*What the exercise asks*. Emit the line that holds "the sea ice" and all lines following it through the end of the data, verbatim, and nothing else.

*Material supplied*.
◇ ◇ ◇ ◇ ◇

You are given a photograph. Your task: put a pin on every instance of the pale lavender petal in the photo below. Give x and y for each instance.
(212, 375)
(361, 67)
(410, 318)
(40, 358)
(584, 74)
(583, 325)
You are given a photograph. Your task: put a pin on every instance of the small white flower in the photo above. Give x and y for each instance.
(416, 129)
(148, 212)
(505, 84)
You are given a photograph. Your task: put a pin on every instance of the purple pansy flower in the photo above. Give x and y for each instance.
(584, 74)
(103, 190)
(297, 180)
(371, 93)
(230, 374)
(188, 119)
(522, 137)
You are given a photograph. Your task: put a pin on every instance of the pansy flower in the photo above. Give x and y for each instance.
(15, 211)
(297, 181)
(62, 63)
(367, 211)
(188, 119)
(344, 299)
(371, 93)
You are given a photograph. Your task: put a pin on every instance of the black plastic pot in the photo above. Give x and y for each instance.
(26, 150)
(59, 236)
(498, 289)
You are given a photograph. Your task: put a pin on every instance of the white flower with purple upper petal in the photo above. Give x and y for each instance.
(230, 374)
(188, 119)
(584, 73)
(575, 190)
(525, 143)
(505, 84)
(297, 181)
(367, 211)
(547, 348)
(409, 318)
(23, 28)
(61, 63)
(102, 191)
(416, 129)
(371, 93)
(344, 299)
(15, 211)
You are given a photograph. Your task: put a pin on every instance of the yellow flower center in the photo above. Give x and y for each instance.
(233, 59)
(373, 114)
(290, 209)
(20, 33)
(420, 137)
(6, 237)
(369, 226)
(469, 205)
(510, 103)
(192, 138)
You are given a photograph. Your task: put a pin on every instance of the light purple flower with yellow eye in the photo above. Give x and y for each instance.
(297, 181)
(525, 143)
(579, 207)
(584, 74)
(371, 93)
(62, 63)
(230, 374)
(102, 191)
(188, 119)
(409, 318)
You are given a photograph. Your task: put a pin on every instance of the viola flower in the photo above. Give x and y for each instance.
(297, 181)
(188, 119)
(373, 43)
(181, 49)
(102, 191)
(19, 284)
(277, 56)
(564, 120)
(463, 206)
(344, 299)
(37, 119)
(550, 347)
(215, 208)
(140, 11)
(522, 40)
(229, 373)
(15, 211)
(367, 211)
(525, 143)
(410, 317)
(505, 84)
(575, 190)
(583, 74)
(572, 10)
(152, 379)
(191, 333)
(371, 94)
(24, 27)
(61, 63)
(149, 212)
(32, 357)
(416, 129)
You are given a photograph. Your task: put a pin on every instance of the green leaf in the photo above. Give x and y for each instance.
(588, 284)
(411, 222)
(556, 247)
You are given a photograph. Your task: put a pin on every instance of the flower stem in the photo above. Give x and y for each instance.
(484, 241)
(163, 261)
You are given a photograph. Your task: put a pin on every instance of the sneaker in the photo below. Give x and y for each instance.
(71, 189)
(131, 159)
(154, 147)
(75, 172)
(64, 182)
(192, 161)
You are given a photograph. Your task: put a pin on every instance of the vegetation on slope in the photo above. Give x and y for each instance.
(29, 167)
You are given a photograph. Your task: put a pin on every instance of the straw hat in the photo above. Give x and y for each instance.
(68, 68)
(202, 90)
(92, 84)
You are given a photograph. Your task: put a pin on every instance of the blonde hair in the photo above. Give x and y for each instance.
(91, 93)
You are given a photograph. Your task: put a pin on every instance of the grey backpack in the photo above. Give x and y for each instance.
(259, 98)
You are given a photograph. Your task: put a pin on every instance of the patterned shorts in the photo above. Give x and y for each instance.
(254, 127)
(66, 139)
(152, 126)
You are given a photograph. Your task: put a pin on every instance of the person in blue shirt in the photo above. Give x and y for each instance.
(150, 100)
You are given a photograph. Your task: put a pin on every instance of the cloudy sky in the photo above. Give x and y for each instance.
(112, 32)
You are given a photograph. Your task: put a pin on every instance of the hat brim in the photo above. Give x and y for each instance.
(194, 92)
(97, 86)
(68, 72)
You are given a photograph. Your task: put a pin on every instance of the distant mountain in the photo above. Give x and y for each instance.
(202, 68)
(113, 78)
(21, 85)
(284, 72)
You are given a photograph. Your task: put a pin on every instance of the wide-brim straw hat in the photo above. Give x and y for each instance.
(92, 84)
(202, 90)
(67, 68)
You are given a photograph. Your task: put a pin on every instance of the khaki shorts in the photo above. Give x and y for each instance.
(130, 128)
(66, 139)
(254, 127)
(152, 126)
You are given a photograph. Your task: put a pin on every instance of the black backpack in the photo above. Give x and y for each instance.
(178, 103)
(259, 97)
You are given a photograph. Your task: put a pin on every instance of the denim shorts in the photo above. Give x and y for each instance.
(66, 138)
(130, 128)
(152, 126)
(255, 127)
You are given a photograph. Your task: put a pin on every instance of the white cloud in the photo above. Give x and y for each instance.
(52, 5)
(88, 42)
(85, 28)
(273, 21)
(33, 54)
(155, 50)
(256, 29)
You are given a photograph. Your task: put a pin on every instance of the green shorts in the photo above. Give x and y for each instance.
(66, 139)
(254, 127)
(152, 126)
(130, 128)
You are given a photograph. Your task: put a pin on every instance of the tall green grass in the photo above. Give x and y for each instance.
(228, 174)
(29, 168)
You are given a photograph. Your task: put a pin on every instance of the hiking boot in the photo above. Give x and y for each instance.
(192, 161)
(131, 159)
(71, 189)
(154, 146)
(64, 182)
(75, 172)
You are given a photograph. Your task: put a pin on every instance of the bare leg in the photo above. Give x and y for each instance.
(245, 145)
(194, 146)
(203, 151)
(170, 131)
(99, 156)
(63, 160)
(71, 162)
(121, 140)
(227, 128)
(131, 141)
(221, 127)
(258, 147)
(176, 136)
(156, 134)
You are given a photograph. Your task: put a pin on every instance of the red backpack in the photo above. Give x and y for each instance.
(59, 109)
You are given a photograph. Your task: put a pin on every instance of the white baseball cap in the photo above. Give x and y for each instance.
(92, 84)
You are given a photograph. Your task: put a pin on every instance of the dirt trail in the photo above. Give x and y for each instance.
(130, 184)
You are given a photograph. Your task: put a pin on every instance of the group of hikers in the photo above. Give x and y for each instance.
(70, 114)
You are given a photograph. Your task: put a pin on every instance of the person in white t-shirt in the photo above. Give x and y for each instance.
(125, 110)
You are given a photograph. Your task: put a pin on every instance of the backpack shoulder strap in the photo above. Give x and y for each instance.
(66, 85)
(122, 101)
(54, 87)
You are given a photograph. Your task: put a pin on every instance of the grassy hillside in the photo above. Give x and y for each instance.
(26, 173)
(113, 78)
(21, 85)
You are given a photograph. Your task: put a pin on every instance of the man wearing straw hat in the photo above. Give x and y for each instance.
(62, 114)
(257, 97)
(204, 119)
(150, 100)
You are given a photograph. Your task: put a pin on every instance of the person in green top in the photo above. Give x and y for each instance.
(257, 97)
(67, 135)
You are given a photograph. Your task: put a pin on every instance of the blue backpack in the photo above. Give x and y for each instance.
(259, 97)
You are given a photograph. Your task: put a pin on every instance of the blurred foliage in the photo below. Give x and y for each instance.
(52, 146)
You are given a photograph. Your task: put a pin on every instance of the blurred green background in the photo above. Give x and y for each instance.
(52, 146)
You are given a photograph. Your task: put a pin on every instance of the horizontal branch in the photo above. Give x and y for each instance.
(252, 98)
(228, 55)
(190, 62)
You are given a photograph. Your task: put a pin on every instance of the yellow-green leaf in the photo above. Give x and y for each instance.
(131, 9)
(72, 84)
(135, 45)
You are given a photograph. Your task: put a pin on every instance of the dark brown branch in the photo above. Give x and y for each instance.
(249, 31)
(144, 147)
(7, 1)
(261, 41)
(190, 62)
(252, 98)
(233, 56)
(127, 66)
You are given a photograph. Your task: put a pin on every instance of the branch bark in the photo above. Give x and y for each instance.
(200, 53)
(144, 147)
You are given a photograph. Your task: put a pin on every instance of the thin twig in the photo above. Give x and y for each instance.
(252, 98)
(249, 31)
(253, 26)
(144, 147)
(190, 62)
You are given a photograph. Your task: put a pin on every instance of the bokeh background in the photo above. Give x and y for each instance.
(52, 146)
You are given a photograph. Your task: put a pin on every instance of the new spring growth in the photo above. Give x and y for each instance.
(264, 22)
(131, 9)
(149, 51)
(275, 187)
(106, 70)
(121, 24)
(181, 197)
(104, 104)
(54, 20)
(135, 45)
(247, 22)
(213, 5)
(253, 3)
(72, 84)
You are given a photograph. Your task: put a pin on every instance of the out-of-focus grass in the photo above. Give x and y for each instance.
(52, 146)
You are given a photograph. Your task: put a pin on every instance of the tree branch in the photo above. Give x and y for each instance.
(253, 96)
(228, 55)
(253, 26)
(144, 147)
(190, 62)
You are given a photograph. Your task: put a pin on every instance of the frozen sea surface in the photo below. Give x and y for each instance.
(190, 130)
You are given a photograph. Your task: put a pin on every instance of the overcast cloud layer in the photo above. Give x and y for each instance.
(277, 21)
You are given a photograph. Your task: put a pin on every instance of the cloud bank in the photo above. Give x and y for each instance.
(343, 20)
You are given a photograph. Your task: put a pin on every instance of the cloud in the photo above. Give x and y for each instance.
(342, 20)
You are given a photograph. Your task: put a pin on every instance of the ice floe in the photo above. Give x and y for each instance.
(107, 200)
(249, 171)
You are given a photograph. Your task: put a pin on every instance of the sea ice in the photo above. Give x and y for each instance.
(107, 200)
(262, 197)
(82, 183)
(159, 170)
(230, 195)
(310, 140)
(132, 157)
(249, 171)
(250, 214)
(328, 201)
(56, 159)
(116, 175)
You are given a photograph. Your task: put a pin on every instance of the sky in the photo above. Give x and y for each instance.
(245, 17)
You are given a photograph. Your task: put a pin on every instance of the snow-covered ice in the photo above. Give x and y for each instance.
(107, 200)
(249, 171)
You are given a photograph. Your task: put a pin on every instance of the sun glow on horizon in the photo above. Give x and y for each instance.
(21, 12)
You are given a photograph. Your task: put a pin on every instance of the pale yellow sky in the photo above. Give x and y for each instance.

◇ ◇ ◇ ◇ ◇

*In response*.
You are given a photograph. Your task: put a pin on every instance of the sea ice in the photo above. Give x and y for each instance.
(107, 200)
(262, 197)
(82, 183)
(159, 170)
(230, 195)
(310, 140)
(132, 157)
(249, 171)
(250, 214)
(328, 201)
(56, 159)
(116, 175)
You are given a photograph. Your task: put a pin on every instance of the sky in the photo above. Give x and y for each instance.
(245, 17)
You are given a photograph. Your task: put a pin on every instance of the snow-covered ice in the photo above. Give x and y for each instance.
(107, 200)
(249, 171)
You are given a photograph. Your task: put a pin on every instance of the sun glow on horizon in the photo above. Give x and y for each instance.
(21, 12)
You are given a photograph. Your task: put a pin on every instance of the pale yellow sky in the photo above. Give x and y for each instance.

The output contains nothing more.